● The request
Copy out the material below verbatim, omitting the pictures.

● Data provided
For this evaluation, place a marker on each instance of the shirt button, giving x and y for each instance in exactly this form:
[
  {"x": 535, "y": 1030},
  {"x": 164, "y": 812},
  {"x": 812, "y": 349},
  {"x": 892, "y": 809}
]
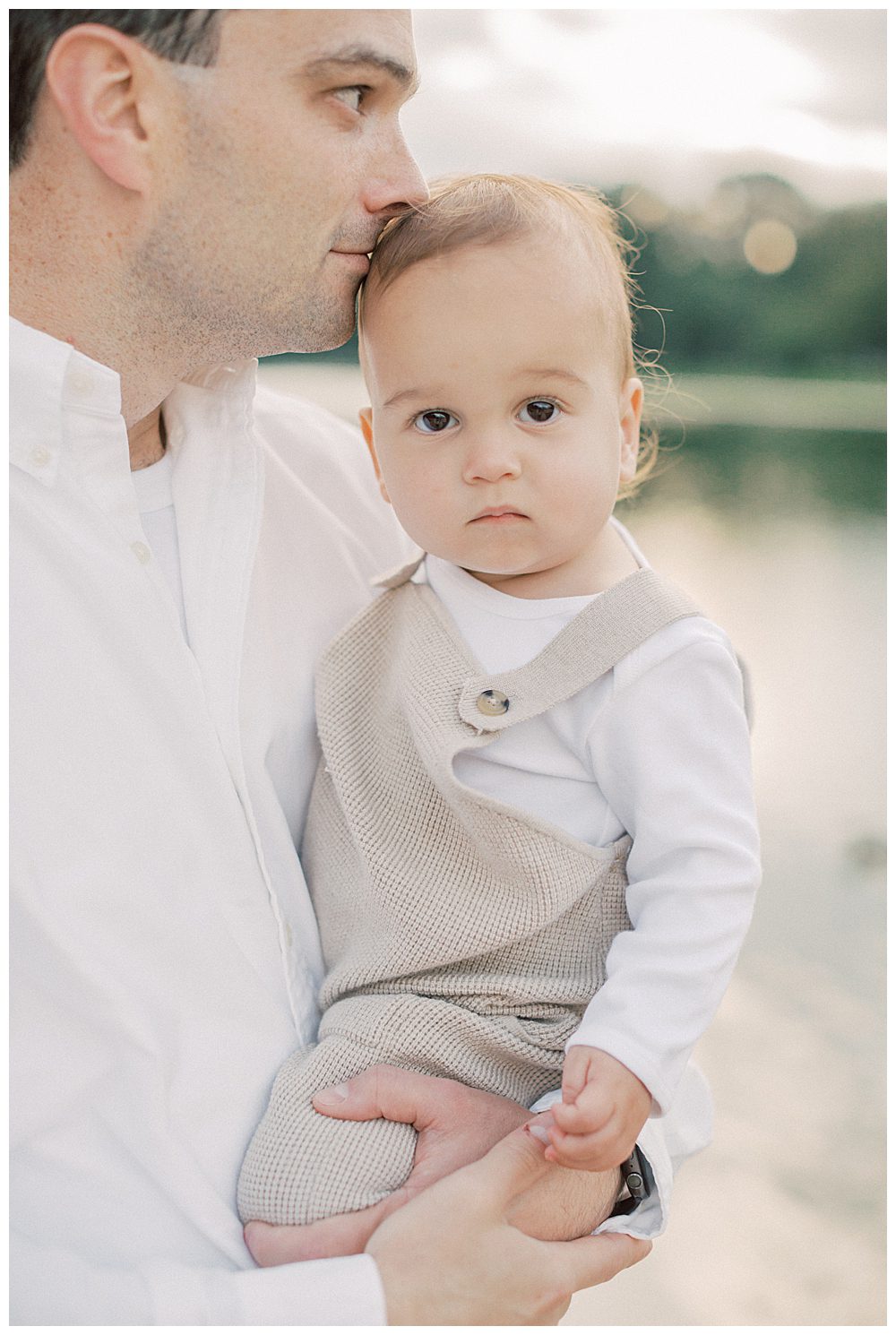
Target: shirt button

● Solution to this exercise
For this evaluation, place a marker on each instance of the shirt button, giving x and y for each instance in exactly this form:
[
  {"x": 535, "y": 1030},
  {"x": 164, "y": 812},
  {"x": 812, "y": 349},
  {"x": 892, "y": 809}
]
Target: shirt button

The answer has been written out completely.